About this task: When the records are reproduced, each one must match exactly, and no picture may be kept.

Records from a collection
+++

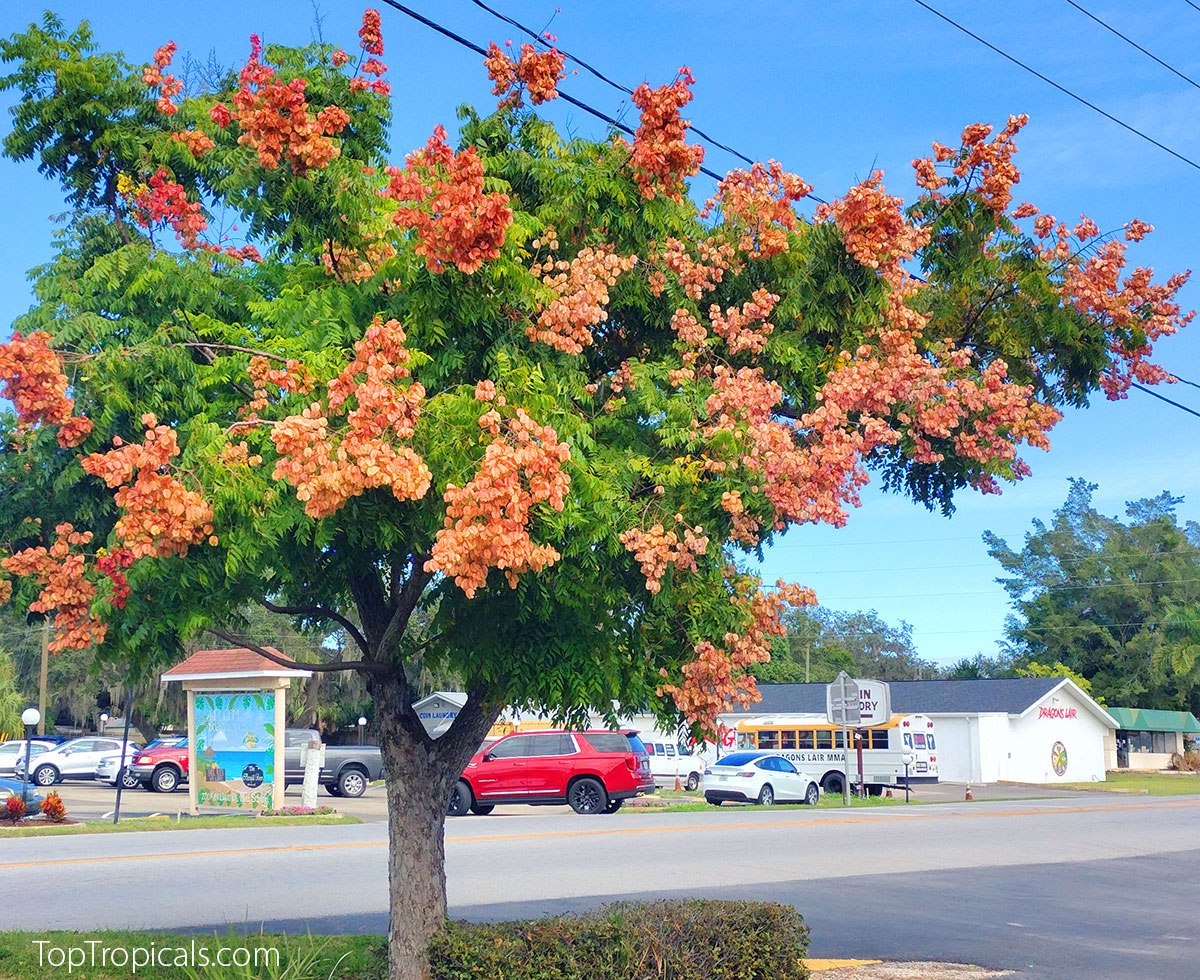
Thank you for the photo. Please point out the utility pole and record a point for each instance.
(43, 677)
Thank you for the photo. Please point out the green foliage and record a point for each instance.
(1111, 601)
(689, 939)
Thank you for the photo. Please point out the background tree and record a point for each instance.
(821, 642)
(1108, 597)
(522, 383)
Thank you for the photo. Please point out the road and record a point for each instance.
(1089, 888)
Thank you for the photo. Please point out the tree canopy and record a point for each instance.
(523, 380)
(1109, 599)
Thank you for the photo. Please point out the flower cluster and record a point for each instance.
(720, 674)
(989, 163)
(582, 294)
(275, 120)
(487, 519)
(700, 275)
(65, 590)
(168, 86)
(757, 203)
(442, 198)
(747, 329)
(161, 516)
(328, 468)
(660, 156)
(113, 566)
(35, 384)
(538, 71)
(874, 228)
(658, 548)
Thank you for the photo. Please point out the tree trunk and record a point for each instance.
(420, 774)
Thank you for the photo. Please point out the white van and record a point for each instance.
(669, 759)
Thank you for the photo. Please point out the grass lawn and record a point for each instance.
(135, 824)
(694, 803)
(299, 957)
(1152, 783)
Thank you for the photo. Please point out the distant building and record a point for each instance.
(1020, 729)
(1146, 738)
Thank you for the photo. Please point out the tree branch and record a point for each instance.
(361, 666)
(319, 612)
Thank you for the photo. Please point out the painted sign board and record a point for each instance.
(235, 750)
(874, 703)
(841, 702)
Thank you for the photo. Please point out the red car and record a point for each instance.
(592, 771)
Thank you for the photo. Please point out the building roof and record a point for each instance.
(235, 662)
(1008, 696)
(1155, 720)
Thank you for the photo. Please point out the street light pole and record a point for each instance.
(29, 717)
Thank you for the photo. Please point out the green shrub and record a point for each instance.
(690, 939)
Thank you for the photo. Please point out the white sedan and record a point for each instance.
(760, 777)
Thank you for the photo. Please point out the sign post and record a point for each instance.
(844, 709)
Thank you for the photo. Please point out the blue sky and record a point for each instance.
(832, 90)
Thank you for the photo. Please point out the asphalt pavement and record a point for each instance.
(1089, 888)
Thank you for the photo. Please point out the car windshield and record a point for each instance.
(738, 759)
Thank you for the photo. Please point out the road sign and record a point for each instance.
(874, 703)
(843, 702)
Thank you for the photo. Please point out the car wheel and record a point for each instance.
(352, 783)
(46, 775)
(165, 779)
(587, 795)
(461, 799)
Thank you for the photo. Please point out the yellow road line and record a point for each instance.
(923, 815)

+++

Output:
Thank you for the photo. Please point out the utility pole and record a point for each instance.
(43, 677)
Thank you for the photo. Please point out the green foliage and record a point for each instance.
(1111, 601)
(689, 939)
Thank you for the photo. Please point out the background tree and record a point for each instance.
(821, 642)
(1108, 597)
(522, 383)
Thank you for the photo. Please point out the road and record a point for each instance.
(1089, 888)
Thank you for the photo. Please point out the tree canopy and record a point for each instance.
(523, 380)
(1109, 599)
Thank you for the photo. Please point out the flower cluster and record a point for each instance.
(720, 674)
(989, 163)
(582, 294)
(275, 120)
(487, 519)
(700, 275)
(65, 590)
(168, 86)
(757, 203)
(442, 198)
(747, 329)
(161, 516)
(328, 468)
(660, 156)
(113, 566)
(35, 384)
(538, 71)
(874, 228)
(658, 548)
Thank you for the photo. Please point out the tree trunk and record a point for each instance.
(420, 774)
Thank you for the photo. Please point out the white van and record a point for each instance.
(669, 759)
Thank you for the photo. Please point out the grass lawn and record a point for each instance.
(135, 824)
(694, 803)
(299, 957)
(1152, 783)
Thank you for the photo. Please point out the distant building and record a point for each instance.
(1020, 729)
(1146, 738)
Thank you for the photo. Please point out the tree branch and record a point for each instance.
(361, 666)
(319, 612)
Thank you for the photo. Please point out the painted sign board and record a point for each instance.
(235, 750)
(874, 703)
(841, 702)
Thank you for the photo. Please point out the red car and record a point for each instance.
(592, 771)
Thank you for the photo. Please point out the building roof and record a point for each instance.
(235, 662)
(1008, 696)
(1155, 720)
Thank you for the photo. Please point out the street light pole and record a point for each instance.
(29, 717)
Thank you for the photo. Please point out the green shrub and record a point for each instance.
(690, 939)
Thank you for the photo. Please point out the white sedan and record a point for each instance.
(760, 777)
Thank you for the photo. Please point out the sign post and record a point for each instance.
(844, 709)
Thank you for the photo. Please point out the blue sky and record a point for each instance.
(832, 90)
Thank you for the photo. Please point out the asphalt pavement and record a point for each instance.
(1089, 888)
Thank you for the photo. Please point out the car windshield and record a point for each instance.
(738, 759)
Thank you for the photo. Please point out the road sign and record a point for each instance.
(874, 703)
(843, 702)
Thank you for the photo. Please point out the car wheel and record a point for each instance.
(352, 783)
(46, 775)
(165, 779)
(587, 795)
(461, 799)
Thank you for the photo. Please point out the yellow road line and record a point for each instance.
(923, 815)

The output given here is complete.